# [GIVEN TEXT]

— start —

One of the more helpful (for me, at least) analogies that my counselor has used as we work on my anxiety is that we can think of our minds as a big open field. As we live and grow, our thoughts travel over this field and we start to wear-down paths as we think along the same lines over and over.
For example, little Marissa grew up in a safe, cozy home with parents who told her she was loved. So the “I am loved” thought-path got a lot of travel. It became an easy path to go down. But at some point, a conflicting message came in and it shifted the path. No longer “I am loved” without qualifiers, but now “I am loved by my family and God” because those are the ones who haven’t let me down or rejected me. And even though there’s evidence to the contrary coming from many friends, anxiety adds the idea “and no one else” to that thought-path.
Your Brain Can Lie
Your brain can be a dirty, rotten liar (to quote my counselor again). And while anxiety doesn’t look the same for everyone who deals with it, one of the common things it does is push your brain toward overestimating worst-case scenarios. You wear deep paths in your mental field that reinforce all the negative things and push positive ones off somewhere in the tall grass.

— end —

# [GIVEN REQUEST 1]
In the passage on anxiety, what does the counselor compare the mind to?
# [GIVEN REQUEST 2]
List each different phrase in quotation marks that the passage on anxiety gives as part of Marissa's thought-path.

# [DATASET]
— start —

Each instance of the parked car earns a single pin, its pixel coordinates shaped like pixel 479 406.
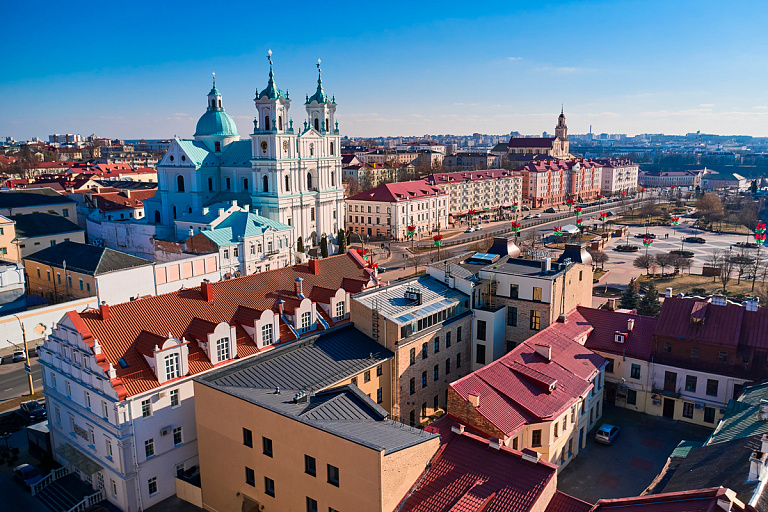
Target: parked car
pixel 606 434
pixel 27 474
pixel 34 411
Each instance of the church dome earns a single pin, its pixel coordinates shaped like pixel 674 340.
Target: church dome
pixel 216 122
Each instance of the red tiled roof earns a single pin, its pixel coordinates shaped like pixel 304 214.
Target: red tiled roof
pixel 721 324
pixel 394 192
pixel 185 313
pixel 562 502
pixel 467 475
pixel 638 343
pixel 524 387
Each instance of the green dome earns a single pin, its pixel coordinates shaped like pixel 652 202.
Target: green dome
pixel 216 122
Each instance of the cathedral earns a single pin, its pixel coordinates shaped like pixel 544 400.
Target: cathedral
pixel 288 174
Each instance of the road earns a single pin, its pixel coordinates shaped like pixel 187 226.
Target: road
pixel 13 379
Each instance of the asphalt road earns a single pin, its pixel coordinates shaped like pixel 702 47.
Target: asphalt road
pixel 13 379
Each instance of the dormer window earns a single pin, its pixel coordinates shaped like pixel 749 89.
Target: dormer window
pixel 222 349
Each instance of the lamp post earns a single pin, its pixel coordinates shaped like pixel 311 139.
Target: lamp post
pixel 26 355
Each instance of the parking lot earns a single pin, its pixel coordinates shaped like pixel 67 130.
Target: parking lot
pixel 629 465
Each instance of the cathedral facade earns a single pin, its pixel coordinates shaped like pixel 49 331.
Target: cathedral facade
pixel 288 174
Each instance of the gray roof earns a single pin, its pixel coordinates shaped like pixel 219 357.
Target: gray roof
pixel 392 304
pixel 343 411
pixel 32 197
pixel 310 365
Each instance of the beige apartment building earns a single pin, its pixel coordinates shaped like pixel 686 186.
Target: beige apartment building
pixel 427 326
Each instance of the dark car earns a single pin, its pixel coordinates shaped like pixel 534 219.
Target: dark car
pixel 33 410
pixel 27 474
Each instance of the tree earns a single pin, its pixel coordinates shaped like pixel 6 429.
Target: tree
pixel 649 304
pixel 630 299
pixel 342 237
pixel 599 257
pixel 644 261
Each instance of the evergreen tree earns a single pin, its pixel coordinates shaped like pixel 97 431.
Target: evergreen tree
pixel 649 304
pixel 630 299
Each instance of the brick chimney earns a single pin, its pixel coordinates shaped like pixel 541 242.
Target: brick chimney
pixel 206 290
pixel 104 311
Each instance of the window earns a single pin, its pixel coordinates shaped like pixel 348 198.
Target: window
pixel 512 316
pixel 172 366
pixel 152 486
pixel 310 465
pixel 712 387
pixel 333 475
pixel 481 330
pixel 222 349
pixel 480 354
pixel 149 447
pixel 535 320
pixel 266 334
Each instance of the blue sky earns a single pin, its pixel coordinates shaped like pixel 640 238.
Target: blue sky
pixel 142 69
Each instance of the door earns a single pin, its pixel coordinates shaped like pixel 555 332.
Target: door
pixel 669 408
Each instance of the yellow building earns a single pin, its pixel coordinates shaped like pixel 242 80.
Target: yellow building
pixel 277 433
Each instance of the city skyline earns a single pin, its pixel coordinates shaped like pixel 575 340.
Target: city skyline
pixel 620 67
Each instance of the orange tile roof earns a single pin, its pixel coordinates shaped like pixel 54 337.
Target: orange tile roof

— end —

# [EXERCISE RESPONSE 1]
A big open field.

# [EXERCISE RESPONSE 2]
- "I am loved"
- "I am loved by my family and God"
- "and no one else"